Looking at the entries, say how many lines contain the string "mounted". Offer nothing besides the number.

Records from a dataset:
══════════════════════════════
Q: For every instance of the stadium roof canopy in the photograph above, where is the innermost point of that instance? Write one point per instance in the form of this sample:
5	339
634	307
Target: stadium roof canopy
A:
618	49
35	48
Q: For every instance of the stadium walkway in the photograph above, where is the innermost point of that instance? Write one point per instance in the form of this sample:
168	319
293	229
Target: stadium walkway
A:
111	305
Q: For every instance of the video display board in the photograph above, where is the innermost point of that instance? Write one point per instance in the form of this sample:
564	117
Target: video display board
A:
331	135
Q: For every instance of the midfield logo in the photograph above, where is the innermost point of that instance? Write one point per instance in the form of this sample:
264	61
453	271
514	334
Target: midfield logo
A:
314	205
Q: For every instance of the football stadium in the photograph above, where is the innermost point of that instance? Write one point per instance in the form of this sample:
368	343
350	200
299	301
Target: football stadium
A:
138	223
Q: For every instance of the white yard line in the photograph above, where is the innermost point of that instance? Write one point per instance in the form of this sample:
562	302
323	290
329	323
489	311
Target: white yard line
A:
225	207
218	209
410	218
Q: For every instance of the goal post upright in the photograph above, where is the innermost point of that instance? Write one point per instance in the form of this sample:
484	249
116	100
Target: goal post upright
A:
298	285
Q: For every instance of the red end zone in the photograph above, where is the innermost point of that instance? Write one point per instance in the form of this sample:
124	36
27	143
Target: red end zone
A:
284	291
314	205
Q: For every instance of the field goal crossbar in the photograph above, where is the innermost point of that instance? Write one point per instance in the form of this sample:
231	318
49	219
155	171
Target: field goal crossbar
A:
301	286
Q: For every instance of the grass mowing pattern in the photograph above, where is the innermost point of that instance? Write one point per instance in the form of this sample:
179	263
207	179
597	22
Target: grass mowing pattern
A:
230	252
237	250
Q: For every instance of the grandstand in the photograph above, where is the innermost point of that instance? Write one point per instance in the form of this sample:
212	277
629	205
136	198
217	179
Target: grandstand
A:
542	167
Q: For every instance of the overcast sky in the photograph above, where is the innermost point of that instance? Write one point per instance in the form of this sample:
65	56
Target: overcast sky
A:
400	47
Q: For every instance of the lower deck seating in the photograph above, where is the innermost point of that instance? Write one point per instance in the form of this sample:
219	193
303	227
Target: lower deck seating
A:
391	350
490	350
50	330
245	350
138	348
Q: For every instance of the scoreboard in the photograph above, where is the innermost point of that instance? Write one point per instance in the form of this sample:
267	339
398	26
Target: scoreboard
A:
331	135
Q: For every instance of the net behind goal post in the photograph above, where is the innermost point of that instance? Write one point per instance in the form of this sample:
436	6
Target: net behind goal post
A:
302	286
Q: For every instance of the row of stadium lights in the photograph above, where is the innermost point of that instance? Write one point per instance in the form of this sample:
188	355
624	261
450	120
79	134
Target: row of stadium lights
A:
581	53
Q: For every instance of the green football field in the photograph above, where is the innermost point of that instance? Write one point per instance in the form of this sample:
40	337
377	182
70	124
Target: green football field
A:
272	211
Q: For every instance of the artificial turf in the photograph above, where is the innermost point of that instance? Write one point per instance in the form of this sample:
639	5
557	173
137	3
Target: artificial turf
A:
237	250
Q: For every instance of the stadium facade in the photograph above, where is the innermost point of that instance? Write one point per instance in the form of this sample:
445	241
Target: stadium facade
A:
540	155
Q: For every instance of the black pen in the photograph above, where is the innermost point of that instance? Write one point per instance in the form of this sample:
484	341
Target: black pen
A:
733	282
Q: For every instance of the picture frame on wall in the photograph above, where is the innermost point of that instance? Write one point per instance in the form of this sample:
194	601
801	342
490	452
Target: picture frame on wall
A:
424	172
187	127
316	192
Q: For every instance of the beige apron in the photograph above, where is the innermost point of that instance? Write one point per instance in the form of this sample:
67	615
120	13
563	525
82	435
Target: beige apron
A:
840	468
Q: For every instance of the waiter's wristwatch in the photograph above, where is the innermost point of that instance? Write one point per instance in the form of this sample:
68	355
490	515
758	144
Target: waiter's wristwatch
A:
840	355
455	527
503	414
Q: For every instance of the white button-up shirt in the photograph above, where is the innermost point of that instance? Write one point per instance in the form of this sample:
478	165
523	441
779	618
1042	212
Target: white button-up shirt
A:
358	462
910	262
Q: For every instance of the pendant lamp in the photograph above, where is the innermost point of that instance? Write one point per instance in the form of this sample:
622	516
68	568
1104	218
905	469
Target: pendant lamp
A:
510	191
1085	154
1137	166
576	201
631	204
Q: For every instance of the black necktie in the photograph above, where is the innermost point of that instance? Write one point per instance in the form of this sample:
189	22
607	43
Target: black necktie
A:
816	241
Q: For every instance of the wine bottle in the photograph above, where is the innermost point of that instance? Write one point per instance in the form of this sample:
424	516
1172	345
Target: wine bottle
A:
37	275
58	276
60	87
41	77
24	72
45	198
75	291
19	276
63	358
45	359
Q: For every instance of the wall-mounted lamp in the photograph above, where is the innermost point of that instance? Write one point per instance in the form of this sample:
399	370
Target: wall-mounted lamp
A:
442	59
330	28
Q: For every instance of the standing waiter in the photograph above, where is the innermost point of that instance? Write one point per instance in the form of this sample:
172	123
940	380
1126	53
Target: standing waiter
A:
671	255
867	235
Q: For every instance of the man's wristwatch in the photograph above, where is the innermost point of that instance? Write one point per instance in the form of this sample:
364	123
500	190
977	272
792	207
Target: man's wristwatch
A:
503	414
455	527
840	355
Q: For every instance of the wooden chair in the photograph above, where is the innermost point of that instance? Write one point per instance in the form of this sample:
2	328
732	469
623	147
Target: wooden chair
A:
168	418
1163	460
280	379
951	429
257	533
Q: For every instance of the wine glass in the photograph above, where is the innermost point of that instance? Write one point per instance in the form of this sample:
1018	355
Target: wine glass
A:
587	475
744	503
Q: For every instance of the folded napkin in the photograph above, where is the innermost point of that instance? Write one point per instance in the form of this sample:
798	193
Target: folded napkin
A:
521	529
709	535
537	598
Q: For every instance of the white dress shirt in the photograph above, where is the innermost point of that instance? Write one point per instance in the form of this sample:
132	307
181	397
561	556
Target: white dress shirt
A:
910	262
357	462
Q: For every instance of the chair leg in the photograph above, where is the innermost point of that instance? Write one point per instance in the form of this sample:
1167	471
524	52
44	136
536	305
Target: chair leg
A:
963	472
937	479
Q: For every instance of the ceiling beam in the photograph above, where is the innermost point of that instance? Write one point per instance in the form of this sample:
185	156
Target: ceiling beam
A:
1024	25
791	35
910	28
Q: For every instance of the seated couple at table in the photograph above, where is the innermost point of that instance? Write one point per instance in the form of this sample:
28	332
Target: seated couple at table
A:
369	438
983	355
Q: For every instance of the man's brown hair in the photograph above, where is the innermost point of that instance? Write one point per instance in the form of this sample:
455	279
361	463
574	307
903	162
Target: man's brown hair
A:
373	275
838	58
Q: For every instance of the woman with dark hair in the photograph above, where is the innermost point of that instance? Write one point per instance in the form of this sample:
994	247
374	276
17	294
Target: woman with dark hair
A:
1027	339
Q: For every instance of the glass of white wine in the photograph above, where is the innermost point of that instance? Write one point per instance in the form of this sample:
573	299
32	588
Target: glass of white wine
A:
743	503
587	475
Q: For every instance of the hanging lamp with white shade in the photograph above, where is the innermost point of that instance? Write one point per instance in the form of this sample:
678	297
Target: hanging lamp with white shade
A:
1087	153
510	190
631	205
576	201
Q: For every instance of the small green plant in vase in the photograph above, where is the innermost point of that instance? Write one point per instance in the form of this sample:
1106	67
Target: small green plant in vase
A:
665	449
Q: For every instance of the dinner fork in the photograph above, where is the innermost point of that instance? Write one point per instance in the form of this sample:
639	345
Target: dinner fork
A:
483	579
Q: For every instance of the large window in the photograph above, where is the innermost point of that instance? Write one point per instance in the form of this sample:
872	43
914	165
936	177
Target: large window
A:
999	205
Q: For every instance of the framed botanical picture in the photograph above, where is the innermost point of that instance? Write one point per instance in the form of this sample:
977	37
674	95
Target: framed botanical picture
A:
══════════════════════════════
# Answer
2